▶ _Exercise description_
Would you return the entries below exactly from the line containing "377L683 374V381ZM684 394L680" onward, ending with the final line and including it, and nothing else?

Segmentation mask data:

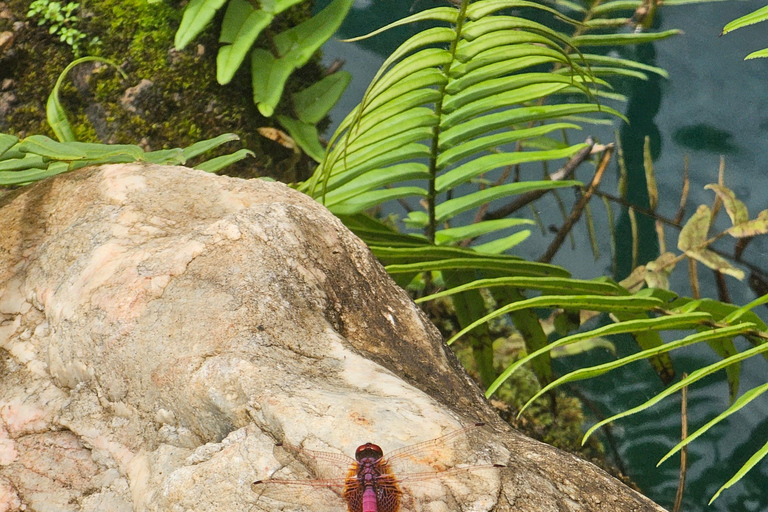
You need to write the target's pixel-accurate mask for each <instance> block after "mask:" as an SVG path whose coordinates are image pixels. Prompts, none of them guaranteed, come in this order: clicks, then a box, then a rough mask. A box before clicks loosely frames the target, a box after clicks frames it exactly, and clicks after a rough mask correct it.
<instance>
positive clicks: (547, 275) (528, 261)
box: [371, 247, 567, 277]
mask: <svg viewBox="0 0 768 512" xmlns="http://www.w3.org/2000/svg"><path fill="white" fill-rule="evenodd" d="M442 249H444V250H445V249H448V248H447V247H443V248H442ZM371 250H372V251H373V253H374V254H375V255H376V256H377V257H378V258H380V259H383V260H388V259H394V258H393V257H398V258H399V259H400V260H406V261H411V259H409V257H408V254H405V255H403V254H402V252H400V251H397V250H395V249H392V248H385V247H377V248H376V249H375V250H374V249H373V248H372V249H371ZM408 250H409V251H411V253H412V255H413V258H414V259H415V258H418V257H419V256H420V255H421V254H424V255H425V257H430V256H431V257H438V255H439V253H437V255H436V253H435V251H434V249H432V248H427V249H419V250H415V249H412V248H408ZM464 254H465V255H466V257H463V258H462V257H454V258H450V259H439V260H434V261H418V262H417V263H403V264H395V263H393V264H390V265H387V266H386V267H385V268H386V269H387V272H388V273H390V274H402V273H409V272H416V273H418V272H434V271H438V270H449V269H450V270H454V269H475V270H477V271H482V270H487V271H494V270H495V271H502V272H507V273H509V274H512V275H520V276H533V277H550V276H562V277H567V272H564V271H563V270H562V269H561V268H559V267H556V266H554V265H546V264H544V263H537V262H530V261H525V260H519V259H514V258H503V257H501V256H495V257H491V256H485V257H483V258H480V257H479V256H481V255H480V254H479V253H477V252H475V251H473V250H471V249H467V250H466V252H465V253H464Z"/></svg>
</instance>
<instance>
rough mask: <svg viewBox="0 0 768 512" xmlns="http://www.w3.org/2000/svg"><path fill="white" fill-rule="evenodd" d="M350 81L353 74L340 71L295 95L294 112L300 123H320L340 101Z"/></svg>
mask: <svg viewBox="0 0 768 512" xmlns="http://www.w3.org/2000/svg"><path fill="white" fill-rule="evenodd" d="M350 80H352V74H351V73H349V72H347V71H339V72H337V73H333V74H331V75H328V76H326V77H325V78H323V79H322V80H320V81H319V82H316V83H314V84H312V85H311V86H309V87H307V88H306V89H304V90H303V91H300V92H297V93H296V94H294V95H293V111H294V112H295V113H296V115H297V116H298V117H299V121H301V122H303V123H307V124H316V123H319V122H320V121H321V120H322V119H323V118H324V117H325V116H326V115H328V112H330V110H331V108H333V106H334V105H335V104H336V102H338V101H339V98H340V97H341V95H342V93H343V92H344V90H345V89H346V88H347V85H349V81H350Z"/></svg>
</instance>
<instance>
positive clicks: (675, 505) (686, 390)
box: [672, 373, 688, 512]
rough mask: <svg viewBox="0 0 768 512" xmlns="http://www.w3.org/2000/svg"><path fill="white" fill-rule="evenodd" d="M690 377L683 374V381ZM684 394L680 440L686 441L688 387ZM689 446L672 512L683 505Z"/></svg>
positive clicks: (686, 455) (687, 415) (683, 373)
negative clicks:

▶ _Solution_
rough mask: <svg viewBox="0 0 768 512" xmlns="http://www.w3.org/2000/svg"><path fill="white" fill-rule="evenodd" d="M690 377L683 374V381ZM684 394L680 440L686 441L688 387ZM689 446L672 512L683 505Z"/></svg>
positive clicks: (686, 455) (687, 415) (683, 373)
negative clicks:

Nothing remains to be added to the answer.